━━━ Passage provided ━━━

Video by Tori Amos
- Released: May 18, 2004
- Recorded: September 4, 2003
- Venues: Sound Advice Amphitheatre (West Palm Beach, Florida)
- Genres: Rock; pop;
- Length: 141:57 (concert including "Past the Mission") 33:31 (DVD extra features) 33:43 (Scarlet's Hidden Treasures CD)
- Label: Sony Music

Tori Amos chronology
| A Sorta Fairytale (2003) | Welcome to Sunny Florida (2004) | Live at Montreux 1991/1992 (2008) |

= Welcome to Sunny Florida =

Welcome to Sunny Florida is the name of a DVD and CD set released by American singer-songwriter and pianist Tori Amos in 2004. The set features a live concert performance by Amos from her 2002 " On Scarlet's Walk" tour, in support of her album Scarlet's Walk. It was recorded live at Sound Advice Amphitheatre in West Palm Beach, Florida. The DVD also features photographs and other exclusive material including a full-length interview with Amos. The title is a sarcastic reference to the fact that on September 4, 2003 (the day of filming) there was a rainstorm.

━━━ Data shown ━━━

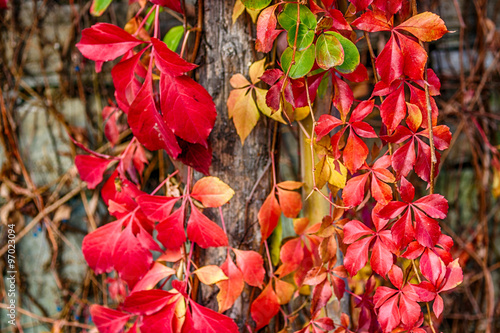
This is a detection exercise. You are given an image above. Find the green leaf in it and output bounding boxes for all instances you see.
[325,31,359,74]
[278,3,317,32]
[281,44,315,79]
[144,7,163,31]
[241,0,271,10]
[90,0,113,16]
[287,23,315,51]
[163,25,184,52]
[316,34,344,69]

━━━

▶ Exercise details:
List every title that appears in the Tori Amos chronology on the Welcome to Sunny Florida page, along with the year given for each.

▶ The completed task:
- A Sorta Fairytale (2003)
- Welcome to Sunny Florida (2004)
- Live at Montreux 1991/1992 (2008)